Atom is a system on a chip (SoC) platform designed for smartphones and tablet computers, launched by Intel in 2012. It is a continuation of the partnership announced by Intel and Google on September 13, 2011 to provide support for the Android operating system on Intel x86 processors. This range competes with existing SoCs developed for the smartphone and tablet market from companies such as Texas Instruments, Nvidia, Qualcomm and Samsung. Unlike these companies, which use ARM-based CPUs designed from the beginning to consume very low power, Intel has adapted the x86-based Intel Atom line of CPU developed for low power usage in netbooks, to even lower power usage.

Since April 2012, several manufacturers have released Intel Atom-based tablets and phones as well as using the SoCs as a basis for other small form factor devices (e.g. mini PCs and stick PCs).

In April 2016, Intel announced a major restructuring, including the cancellation of the SoFIA platform. It was reported by many news outlets that Broxton was cancelled.

List of systems

Merrifield and Moorefield smartphone platforms
In Q1 2014, Intel launched its fully Android compatible smartphone platform Merrifield based on a 22 nm SoC. It was followed by its platform refresh Moorefield in Q4 2014.

Operating system support on Cloverview
While Penwell SoC supports, in addition to Microsoft Windows, both Linux and Android operating systems, Intel has announced that it will not provide support for Linux on Cloverview family of Atom systems-on-a-chip. This announcement has caused strong negative reaction from open source proponents. A few days later Intel issued a statement saying that it has “plans for another version of this platform directed at Linux/Android" The initial Clover Trail platform only supported Microsoft Windows (z27x0 series). The Clover Trail+ platform was later released targeting Google Android (z25x0 series).

- - -

Set exercise A =
Copy the records word for word, starting at their first line and ending with the line that contains "288), (153, 288)]]", including both of those lines.

- - -

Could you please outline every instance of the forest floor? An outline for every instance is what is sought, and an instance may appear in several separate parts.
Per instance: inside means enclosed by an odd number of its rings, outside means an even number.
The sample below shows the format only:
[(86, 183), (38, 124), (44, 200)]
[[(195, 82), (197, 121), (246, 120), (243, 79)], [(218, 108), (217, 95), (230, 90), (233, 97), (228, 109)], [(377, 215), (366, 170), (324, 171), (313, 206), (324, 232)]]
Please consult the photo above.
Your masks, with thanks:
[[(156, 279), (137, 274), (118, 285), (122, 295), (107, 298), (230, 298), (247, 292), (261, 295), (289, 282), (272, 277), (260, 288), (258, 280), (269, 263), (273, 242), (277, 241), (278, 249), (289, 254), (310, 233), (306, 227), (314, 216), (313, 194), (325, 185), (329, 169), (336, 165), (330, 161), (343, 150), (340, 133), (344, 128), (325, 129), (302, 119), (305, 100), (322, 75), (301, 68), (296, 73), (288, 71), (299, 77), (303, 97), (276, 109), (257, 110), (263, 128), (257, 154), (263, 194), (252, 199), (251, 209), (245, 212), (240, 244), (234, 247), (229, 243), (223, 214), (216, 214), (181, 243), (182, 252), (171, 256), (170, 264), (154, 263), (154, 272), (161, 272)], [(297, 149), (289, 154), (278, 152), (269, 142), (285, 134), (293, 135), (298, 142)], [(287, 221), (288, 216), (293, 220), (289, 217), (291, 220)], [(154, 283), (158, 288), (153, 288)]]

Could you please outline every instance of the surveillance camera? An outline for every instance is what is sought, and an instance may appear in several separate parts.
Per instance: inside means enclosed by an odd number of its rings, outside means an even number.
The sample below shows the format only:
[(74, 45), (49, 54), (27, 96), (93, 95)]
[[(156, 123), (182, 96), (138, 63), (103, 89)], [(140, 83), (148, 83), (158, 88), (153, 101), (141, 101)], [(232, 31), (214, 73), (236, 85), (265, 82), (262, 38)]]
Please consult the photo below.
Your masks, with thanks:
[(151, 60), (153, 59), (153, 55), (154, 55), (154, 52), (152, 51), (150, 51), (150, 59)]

- - -

Set exercise B =
According to the text on Intel's Atom platform, on what date did Intel and Google announce their partnership?

Written response A =
Could you please outline every instance of the forest floor? An outline for every instance is what is sought, and an instance may appear in several separate parts.
Per instance: inside means enclosed by an odd number of its rings, outside means an even number.
The sample below shows the format only:
[(86, 183), (38, 124), (44, 200)]
[[(195, 82), (197, 121), (246, 120), (243, 79)], [(218, 108), (217, 95), (230, 90), (233, 97), (228, 109)], [(377, 215), (366, 170), (324, 171), (313, 206), (324, 232)]]
Please consult the photo above.
Your masks, with thanks:
[[(156, 279), (137, 274), (118, 285), (122, 295), (107, 298), (230, 298), (247, 292), (261, 295), (289, 282), (272, 277), (260, 288), (258, 280), (269, 263), (273, 242), (277, 241), (278, 249), (289, 254), (310, 233), (306, 227), (314, 216), (313, 194), (325, 185), (329, 169), (336, 165), (330, 161), (343, 150), (340, 133), (344, 128), (325, 129), (302, 119), (305, 100), (322, 75), (301, 68), (296, 73), (288, 71), (299, 77), (303, 97), (276, 109), (257, 110), (263, 128), (257, 154), (263, 194), (252, 199), (251, 209), (245, 212), (240, 244), (234, 247), (229, 243), (223, 214), (216, 214), (181, 243), (182, 252), (171, 256), (170, 264), (154, 263), (154, 272), (161, 272)], [(297, 149), (289, 154), (278, 152), (269, 142), (285, 134), (293, 135), (298, 142)], [(287, 221), (288, 216), (293, 220), (289, 217), (291, 220)], [(154, 283), (158, 288), (153, 288)]]

Written response B =
September 13, 2011.